Data shown:
□ □ □ □
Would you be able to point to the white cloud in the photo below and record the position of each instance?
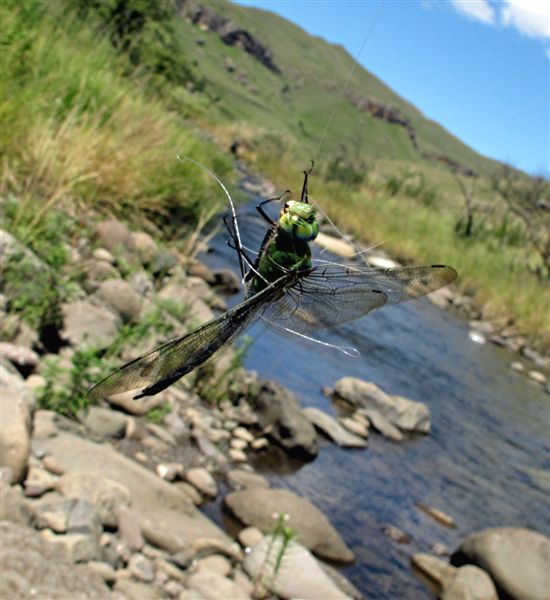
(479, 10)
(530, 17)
□ □ □ □
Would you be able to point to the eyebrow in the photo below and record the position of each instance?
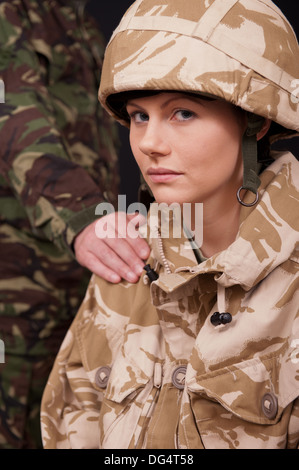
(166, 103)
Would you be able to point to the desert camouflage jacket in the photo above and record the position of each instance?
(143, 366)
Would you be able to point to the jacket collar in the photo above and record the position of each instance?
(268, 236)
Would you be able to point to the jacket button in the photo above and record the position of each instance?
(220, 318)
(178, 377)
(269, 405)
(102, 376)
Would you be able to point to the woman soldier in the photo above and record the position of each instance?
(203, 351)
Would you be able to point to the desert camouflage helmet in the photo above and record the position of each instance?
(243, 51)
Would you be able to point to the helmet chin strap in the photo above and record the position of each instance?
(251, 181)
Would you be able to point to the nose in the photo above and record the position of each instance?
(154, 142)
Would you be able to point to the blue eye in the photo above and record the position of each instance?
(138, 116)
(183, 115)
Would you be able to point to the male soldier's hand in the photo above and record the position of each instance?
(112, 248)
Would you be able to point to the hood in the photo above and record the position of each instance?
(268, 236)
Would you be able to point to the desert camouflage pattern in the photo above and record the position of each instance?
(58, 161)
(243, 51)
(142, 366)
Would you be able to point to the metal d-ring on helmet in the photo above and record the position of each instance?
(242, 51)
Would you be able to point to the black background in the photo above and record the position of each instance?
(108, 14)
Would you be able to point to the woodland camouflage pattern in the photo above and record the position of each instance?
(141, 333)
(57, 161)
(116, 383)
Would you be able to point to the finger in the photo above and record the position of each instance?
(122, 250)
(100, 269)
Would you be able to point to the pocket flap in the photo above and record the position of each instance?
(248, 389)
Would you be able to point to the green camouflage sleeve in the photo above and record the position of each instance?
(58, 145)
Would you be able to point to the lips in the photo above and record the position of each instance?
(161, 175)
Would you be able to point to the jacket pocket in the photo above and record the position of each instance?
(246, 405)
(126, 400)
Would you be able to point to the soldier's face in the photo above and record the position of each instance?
□ □ □ □
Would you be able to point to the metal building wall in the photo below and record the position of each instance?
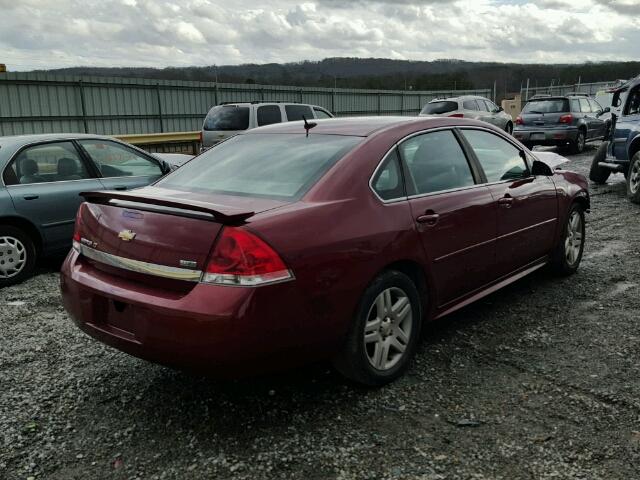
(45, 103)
□ □ □ □
Prompt:
Going back to the entries above, set down exactly the lines that begin at the one with "Would you be able to point to the finger" and end at the one with "Would you be able to point to the soldier's", both included, and nothing else.

Solution to the exercise:
Would you be able to point to the finger in the photo above and record the position of each instance?
(122, 250)
(100, 269)
Would you be able to point to the pocket flap in the photo above and record the position of each instance?
(248, 389)
Would you be able to point to the green camouflage sleeve in the photo above and record the position of each instance?
(58, 145)
Would you be able to point to the lips in the photo above and record the position of each instance?
(161, 175)
Would you be able to point to the jacket pocket in the photo above and record the position of each instance?
(246, 405)
(126, 400)
Would you be able to point to the soldier's face in the photo above and record the position of each instance?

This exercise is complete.